Data for analysis
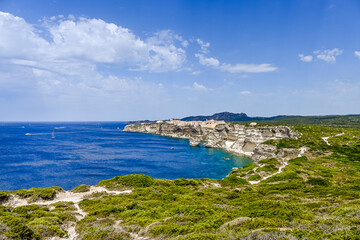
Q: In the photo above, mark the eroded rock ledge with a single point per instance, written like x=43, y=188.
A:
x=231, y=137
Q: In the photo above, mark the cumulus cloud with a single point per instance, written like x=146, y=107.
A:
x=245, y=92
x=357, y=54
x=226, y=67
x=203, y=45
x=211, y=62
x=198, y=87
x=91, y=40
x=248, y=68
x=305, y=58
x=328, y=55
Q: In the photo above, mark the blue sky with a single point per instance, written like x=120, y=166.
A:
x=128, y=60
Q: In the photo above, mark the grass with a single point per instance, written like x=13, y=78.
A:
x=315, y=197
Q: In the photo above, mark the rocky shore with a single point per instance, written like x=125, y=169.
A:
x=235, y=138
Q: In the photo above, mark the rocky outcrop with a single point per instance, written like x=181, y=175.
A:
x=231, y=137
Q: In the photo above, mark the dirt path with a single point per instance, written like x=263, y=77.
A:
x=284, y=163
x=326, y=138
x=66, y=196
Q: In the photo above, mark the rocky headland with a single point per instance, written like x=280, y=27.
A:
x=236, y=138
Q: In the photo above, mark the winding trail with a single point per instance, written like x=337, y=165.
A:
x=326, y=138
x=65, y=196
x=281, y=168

...

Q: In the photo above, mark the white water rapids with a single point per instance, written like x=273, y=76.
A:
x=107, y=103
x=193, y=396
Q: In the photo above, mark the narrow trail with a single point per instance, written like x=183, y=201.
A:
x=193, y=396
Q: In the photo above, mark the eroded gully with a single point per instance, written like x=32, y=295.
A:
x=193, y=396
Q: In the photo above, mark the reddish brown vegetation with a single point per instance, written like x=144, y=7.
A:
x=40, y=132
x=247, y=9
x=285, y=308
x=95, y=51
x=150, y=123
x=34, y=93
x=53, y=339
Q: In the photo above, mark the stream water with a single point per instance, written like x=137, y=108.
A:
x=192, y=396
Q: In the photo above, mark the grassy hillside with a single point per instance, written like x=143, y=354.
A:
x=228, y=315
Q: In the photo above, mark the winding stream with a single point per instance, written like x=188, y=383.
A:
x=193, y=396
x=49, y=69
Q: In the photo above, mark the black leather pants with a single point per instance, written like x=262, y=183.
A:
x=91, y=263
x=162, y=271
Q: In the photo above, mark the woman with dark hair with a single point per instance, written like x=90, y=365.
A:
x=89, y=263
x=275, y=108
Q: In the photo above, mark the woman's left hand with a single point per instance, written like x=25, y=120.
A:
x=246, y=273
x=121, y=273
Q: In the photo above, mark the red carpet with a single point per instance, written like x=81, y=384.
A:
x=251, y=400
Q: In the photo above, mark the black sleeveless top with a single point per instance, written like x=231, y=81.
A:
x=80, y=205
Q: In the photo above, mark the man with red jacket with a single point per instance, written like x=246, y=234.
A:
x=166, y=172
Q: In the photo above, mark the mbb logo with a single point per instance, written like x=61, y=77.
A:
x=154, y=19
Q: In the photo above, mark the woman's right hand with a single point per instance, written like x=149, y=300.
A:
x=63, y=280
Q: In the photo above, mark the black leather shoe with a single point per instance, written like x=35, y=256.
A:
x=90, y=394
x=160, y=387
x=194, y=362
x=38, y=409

Goal of the exercise
Across the whole listing above, find every line with the string "leather" and copy it.

Answer to the problem
Q: In the photo above, mark the black leather pants with a single point per instance, written like x=262, y=183.
Q: In the photo above, mark the black leather shoe with a single point per instance, written like x=35, y=256.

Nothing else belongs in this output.